The Bikram Sambat calendar is based on the Hindu Panchanga system and uses solar cycles rather than the purely lunar reckoning of some other calendars. This is why Naya Barsha lands on roughly the same Gregorian date each year: always mid-April, always in that sweet spot when the mountains are clear and the valleys are blooming.
There is something poetic about a new year that is tied to seasons and agricultural rhythms rather than an arbitrary midnight countdown. Nepal does not flip a calendar page. It watches the land come back to life and calls that the new year.

If you want the most visually intense, historically rich experience of Naya Barsha, you need to be in Bhaktapur.
Bisket Jatra is a nine-day festival centred on Bhaktapur’s Taumadhi Square, and it is one of the oldest continuous festivals in the Kathmandu Valley. It begins a few days before Baisakh 1 and runs into the first days of the new year, reaching its peak today.
The centrepiece is a chariot tug-of-war. Two enormous wooden chariots, built entirely by hand without mechanical tools, carry the deities Bhairava and Bhadrakali through the city’s narrow lanes. Teams from the upper and lower parts of town pull the chariots in opposite directions, and the result is loud, sweaty, and completely absorbing to watch. Whoever wins the tug gets the honour of hosting the deity’s chariot in their part of town, a point of serious local pride.
The other signature ritual is the raising and then pulling down of a ceremonial wooden pole called the lingo. Standing around 25 metres tall, it is erected before the new year and brought down on Baisakh 1, the moment it falls marking the official start of 2083. It is a powerful symbol: the end of the old year, the destruction of evil, and the beginning of something new.
The festival name itself comes from a Newar word meaning “festival of the snake’s death,” a reference to an ancient legend involving a cursed princess whose husbands kept dying overnight because of serpents emerging while she slept. A brave young man finally defeated the serpents, and Bhaktapur has been celebrating that victory ever since.
Bisket Jatra is not a performance put on for tourists. It is living heritage, and the whole city participates. For visitors, the experience is extraordinary, but do stay behind the ropes during chariot processions for your own safety, remove shoes when entering temple areas, and be respectful of the ritual elements you are witnessing.

The celebrations do not stop at Bhaktapur’s city walls. Two nearby towns have their own extraordinary traditions on Baisakh 1 and the day after.
In Madhyapur Thimi, the streets erupt into colour. Dozens of palanquins carrying deities are paraded through the town while participants throw handfuls of bright orange and red vermillion powder into the air. It looks chaotic and joyful in equal measure, not unlike Holi in its visual effect, though the ritual significance is entirely different. It is called Sindoor Jatra, and it represents the victory of good over evil and the arrival of prosperity in the new year.
In Bode, a quieter but deeply striking ceremony takes place the day after Naya Barsha. A volunteer from the Shrestha clan, following a tradition believed to date back to King Jagajyoti Malla, has an iron spike pierced through his tongue and spends the entire day walking through the village carrying flaming torches. It is believed to bring good fortune and protection from drought and illness to Bode for the coming year. Only locals from a specific lineage can take part. For visitors, it is humbling to watch.
Outside the Kathmandu Valley, Naya Barsha takes on different shapes depending on community and region.

_COLLECTED MATERIAL_:
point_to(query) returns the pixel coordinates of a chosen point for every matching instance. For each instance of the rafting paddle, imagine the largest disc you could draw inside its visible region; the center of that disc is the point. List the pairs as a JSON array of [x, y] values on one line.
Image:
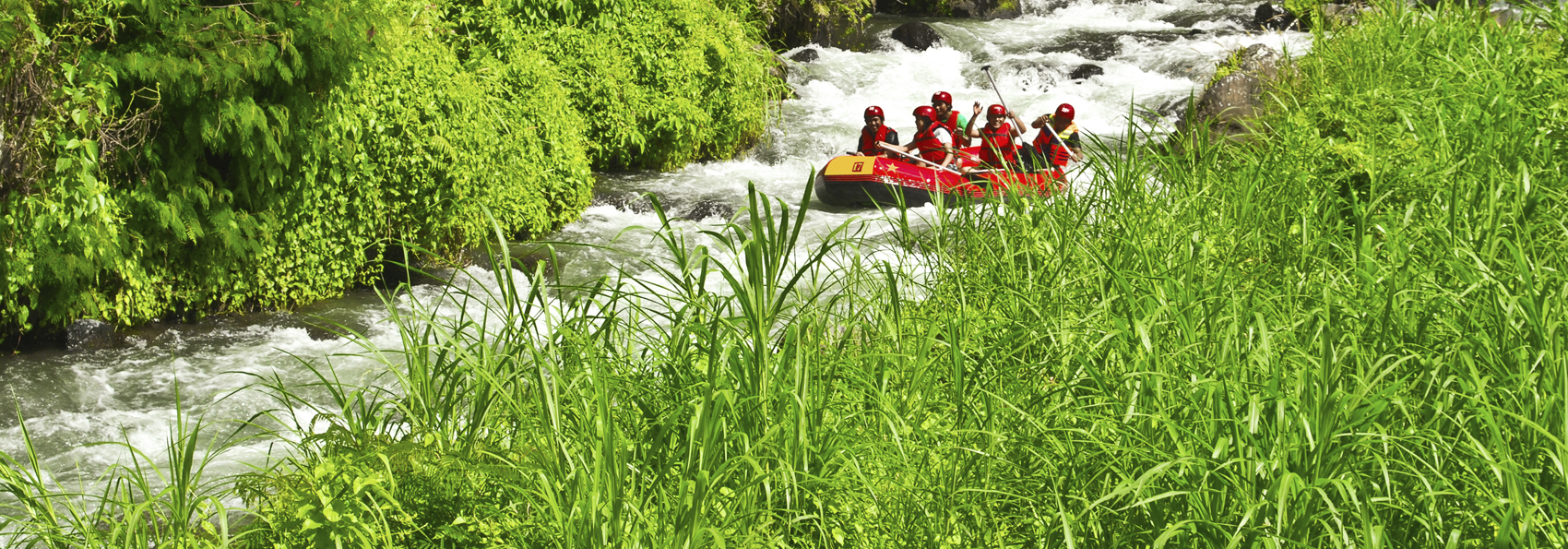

_CHALLENGE_:
From the passage on Nepali New Year, return the text word for word, starting with "The Bikram Sambat" and going on through "valleys are blooming.". This material was drawn from a different source than the passage on Nepali New Year.

_FULL RESPONSE_:
The Bikram Sambat calendar is based on the Hindu Panchanga system and uses solar cycles rather than the purely lunar reckoning of some other calendars. This is why Naya Barsha lands on roughly the same Gregorian date each year: always mid-April, always in that sweet spot when the mountains are clear and the valleys are blooming.